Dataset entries
________

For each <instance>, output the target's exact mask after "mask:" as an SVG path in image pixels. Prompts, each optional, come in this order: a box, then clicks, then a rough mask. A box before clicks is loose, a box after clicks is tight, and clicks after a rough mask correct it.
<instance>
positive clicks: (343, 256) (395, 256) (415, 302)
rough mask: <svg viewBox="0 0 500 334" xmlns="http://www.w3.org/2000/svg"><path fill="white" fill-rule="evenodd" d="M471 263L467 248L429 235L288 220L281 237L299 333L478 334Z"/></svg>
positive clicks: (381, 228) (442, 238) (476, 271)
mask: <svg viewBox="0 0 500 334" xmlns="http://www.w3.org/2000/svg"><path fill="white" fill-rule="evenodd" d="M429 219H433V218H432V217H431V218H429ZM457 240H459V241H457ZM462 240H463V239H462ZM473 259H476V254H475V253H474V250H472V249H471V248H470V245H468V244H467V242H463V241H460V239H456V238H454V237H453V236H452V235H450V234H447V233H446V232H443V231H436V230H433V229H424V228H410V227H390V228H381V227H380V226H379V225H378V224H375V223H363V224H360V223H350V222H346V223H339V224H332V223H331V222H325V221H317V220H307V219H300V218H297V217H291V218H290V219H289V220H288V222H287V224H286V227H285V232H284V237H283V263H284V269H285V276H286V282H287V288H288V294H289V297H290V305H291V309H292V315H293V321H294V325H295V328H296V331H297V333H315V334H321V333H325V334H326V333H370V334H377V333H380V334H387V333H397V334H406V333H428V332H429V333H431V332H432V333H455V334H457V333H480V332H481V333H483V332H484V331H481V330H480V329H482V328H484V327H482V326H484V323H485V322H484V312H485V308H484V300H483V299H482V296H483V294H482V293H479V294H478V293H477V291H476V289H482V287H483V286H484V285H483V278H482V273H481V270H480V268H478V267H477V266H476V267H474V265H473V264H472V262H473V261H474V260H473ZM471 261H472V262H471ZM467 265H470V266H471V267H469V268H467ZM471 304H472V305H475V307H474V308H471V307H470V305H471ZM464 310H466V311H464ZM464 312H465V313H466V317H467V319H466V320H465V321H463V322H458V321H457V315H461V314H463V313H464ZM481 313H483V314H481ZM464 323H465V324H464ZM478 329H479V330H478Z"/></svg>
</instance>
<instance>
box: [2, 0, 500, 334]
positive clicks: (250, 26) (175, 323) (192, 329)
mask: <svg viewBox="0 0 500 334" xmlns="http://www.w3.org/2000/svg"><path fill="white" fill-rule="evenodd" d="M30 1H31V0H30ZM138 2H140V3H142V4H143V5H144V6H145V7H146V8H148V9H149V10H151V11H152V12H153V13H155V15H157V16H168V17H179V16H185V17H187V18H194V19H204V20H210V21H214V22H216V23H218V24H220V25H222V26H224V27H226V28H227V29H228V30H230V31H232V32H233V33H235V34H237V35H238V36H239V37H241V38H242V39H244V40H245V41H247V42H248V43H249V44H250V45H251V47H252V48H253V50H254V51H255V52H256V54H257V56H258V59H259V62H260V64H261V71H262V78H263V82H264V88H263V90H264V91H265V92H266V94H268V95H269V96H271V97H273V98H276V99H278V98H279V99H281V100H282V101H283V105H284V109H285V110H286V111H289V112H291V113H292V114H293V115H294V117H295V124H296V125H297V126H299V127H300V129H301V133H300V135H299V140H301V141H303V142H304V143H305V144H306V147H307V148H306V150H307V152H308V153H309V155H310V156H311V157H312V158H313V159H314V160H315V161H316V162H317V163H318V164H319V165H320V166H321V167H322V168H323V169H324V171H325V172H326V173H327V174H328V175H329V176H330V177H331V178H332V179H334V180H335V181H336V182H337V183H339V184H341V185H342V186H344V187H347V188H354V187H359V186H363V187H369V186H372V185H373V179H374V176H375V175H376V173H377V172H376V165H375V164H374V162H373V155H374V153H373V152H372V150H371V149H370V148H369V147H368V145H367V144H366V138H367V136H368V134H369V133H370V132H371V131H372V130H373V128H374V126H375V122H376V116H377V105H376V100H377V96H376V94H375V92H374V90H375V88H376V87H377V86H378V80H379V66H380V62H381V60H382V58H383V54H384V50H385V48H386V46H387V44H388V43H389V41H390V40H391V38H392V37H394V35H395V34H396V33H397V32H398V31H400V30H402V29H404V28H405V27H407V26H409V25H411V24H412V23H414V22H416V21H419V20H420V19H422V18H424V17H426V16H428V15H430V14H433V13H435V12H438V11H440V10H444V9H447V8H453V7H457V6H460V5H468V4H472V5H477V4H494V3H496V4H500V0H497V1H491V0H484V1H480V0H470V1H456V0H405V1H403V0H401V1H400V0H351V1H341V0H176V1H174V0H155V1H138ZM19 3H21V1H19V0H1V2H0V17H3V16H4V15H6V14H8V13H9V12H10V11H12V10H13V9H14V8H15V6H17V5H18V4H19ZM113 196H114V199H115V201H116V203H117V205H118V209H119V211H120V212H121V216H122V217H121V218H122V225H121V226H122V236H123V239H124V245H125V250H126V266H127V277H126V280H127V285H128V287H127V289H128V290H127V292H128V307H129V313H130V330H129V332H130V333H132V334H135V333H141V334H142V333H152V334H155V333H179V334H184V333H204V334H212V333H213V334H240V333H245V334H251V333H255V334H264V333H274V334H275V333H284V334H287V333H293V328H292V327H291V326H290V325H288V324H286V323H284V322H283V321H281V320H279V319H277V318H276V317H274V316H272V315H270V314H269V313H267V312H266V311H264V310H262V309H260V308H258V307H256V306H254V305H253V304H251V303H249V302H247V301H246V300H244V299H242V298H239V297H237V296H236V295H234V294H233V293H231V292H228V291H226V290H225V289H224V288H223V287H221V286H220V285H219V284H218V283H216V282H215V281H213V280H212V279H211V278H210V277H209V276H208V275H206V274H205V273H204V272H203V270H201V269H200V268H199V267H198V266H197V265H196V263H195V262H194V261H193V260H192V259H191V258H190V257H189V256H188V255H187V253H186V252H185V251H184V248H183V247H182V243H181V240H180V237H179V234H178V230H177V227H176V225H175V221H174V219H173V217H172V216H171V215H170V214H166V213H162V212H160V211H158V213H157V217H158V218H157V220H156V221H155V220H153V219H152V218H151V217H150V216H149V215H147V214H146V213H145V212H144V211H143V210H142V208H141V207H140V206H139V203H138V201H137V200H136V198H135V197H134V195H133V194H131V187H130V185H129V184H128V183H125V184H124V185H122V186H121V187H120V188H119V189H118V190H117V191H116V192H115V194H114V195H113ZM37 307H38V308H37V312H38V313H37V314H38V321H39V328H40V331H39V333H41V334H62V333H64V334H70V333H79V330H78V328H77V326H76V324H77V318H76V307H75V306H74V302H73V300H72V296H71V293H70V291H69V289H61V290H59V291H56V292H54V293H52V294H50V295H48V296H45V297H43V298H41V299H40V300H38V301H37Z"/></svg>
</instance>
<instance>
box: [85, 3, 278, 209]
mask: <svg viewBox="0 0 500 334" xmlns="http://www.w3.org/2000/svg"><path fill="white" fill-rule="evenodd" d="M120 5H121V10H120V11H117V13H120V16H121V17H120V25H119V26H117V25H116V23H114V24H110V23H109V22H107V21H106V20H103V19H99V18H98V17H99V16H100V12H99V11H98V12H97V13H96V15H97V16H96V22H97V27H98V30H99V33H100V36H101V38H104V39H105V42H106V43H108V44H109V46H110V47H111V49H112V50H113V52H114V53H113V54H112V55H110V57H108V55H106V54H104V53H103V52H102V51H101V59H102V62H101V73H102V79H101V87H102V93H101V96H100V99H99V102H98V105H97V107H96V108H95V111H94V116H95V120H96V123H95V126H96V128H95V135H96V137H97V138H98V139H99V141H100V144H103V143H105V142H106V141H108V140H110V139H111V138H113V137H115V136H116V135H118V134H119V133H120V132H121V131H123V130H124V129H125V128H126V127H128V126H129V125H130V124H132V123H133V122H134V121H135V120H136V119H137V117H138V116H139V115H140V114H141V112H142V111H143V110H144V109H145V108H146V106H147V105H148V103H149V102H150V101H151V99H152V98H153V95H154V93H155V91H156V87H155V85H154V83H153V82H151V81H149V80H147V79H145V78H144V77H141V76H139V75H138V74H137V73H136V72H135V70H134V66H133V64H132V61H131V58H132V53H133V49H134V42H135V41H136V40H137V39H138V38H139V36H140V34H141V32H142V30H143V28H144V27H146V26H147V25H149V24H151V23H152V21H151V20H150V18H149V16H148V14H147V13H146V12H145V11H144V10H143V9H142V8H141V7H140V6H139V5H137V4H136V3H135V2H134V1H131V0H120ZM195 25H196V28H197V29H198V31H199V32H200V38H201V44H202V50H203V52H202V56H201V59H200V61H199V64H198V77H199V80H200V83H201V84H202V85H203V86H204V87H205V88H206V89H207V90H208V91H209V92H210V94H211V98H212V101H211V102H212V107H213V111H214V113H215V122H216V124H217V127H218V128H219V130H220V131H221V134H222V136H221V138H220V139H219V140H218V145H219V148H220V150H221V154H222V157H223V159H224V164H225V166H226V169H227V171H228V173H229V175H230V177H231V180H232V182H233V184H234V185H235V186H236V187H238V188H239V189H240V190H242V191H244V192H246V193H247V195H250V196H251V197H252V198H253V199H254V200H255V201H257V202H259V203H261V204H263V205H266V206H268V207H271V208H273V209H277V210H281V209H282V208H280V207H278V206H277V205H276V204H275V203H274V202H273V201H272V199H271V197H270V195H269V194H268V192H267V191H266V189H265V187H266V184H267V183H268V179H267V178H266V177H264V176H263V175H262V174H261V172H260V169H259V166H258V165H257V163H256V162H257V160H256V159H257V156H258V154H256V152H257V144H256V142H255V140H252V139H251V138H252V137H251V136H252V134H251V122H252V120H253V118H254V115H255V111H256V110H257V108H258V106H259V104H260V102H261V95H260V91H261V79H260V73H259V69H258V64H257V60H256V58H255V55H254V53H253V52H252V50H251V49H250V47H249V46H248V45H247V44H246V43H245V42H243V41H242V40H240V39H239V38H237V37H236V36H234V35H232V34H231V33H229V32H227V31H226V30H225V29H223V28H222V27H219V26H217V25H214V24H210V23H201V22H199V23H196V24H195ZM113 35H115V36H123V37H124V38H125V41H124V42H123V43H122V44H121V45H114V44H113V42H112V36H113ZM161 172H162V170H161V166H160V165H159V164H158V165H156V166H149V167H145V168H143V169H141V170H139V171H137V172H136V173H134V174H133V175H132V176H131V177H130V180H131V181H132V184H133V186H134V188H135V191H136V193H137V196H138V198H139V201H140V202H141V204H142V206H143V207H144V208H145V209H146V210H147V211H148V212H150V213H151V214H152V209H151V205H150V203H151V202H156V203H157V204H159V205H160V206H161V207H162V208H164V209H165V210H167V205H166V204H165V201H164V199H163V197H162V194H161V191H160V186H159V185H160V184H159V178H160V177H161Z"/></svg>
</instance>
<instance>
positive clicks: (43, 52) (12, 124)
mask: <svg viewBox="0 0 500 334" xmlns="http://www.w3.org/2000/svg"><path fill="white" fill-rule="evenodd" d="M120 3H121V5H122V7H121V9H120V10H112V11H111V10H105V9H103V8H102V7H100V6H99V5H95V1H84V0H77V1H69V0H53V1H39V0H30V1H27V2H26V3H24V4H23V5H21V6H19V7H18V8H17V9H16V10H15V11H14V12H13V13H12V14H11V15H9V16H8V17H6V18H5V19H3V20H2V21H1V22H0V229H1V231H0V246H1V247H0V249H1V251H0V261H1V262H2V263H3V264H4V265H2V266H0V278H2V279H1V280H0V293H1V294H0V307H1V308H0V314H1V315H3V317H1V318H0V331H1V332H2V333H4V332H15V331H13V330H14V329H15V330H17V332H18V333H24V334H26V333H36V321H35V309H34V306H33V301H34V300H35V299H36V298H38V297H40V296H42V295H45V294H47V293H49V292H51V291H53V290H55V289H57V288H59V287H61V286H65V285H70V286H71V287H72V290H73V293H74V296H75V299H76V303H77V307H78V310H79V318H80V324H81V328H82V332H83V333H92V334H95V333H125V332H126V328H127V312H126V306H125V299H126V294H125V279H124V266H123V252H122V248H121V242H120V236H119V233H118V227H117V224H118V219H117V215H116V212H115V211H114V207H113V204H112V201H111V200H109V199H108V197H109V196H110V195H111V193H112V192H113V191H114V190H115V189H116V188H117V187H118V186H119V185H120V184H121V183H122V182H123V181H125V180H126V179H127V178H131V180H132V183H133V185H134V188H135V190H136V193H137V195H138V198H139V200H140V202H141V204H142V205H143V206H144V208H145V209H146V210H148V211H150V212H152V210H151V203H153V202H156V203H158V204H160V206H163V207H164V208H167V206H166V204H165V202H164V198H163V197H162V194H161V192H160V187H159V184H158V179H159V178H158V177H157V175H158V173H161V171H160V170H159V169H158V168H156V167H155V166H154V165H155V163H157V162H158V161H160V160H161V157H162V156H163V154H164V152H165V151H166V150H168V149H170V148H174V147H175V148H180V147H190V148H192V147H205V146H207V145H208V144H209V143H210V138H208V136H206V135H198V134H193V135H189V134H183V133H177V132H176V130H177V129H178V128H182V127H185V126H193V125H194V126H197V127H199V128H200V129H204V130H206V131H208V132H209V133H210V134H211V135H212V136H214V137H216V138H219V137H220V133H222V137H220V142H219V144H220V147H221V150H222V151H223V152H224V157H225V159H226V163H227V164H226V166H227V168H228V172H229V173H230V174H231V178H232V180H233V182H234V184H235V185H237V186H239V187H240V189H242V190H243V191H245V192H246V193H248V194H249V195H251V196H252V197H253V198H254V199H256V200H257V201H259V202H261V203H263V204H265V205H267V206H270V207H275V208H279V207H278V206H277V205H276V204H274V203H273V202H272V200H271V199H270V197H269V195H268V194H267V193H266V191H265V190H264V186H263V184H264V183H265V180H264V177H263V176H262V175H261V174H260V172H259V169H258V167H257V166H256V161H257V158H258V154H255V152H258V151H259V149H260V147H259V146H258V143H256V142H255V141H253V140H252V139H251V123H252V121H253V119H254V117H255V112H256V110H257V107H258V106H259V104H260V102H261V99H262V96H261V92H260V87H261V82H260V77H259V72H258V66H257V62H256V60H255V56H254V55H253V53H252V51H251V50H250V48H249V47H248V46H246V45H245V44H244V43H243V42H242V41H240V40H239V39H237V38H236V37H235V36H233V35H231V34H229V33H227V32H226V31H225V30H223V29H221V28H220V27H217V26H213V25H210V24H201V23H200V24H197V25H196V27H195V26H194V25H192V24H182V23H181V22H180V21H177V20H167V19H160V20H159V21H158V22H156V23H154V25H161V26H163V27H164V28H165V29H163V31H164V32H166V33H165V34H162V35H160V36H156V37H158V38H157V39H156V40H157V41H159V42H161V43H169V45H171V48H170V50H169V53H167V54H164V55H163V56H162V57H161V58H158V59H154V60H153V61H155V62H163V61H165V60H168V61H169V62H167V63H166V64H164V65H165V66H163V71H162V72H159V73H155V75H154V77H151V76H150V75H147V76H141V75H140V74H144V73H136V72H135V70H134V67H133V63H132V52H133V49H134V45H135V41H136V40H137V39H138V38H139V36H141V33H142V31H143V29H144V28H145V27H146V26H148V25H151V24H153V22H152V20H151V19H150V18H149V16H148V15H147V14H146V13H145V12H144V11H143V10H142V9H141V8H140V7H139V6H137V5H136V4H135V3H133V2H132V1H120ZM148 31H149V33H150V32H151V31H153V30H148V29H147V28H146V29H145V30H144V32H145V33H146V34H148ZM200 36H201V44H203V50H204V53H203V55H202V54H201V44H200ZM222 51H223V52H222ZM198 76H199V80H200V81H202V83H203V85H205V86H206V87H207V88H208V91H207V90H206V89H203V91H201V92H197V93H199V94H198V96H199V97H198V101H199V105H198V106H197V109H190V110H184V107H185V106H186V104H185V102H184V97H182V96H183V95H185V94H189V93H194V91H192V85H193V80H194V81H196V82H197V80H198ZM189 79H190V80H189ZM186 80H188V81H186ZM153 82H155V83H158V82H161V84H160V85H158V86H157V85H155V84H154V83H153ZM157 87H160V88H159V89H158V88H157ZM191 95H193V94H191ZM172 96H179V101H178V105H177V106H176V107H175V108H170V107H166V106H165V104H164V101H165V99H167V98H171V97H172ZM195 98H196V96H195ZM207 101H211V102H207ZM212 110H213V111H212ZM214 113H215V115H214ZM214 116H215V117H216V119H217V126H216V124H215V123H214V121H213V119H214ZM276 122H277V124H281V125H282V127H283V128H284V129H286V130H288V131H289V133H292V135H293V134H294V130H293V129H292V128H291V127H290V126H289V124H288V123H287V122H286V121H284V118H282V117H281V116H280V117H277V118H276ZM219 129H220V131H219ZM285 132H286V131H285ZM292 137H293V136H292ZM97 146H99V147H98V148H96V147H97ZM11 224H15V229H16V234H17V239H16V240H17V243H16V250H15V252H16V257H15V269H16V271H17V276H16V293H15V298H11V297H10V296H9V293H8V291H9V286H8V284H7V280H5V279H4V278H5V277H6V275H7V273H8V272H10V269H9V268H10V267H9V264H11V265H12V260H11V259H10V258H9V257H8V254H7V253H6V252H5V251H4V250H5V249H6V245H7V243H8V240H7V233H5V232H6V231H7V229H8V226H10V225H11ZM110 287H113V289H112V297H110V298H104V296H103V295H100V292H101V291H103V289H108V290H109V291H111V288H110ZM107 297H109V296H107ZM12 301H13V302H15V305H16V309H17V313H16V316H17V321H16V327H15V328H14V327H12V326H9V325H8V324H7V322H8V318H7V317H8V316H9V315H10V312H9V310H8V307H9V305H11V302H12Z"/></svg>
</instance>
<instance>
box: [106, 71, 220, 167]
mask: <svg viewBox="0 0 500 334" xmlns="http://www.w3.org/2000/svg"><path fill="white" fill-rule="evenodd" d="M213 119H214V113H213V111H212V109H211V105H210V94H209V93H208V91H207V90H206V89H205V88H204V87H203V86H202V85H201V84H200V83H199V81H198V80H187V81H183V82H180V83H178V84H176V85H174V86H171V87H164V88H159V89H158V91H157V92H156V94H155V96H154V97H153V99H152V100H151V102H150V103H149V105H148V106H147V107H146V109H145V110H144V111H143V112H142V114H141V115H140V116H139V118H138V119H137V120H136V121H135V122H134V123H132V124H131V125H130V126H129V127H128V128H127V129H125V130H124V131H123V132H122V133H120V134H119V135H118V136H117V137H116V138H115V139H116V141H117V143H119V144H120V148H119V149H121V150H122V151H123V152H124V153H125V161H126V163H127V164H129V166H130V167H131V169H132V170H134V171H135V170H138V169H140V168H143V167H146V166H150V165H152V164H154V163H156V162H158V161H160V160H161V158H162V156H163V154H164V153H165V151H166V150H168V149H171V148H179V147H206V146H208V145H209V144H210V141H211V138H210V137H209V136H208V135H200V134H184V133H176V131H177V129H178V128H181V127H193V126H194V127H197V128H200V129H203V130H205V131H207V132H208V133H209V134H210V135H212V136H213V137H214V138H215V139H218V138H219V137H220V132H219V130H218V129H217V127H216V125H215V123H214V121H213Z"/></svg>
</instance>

________

EXERCISE REQUIREMENTS: Rewrite everything from the start of the listing down through the line containing "positive clicks: (381, 228)" as a JSON list of strings, one string per line, omitting blank lines.

ANSWER FOR THE TASK:
[
  "For each <instance>, output the target's exact mask after \"mask:\" as an SVG path in image pixels. Prompts, each optional, come in this order: a box, then clicks, then a rough mask. A box before clicks is loose, a box after clicks is tight, and clicks after a rough mask correct it.",
  "<instance>",
  "positive clicks: (343, 256) (395, 256) (415, 302)",
  "rough mask: <svg viewBox=\"0 0 500 334\" xmlns=\"http://www.w3.org/2000/svg\"><path fill=\"white\" fill-rule=\"evenodd\" d=\"M471 263L467 248L429 235L288 220L281 237L299 333L478 334Z\"/></svg>",
  "positive clicks: (381, 228) (442, 238) (476, 271)"
]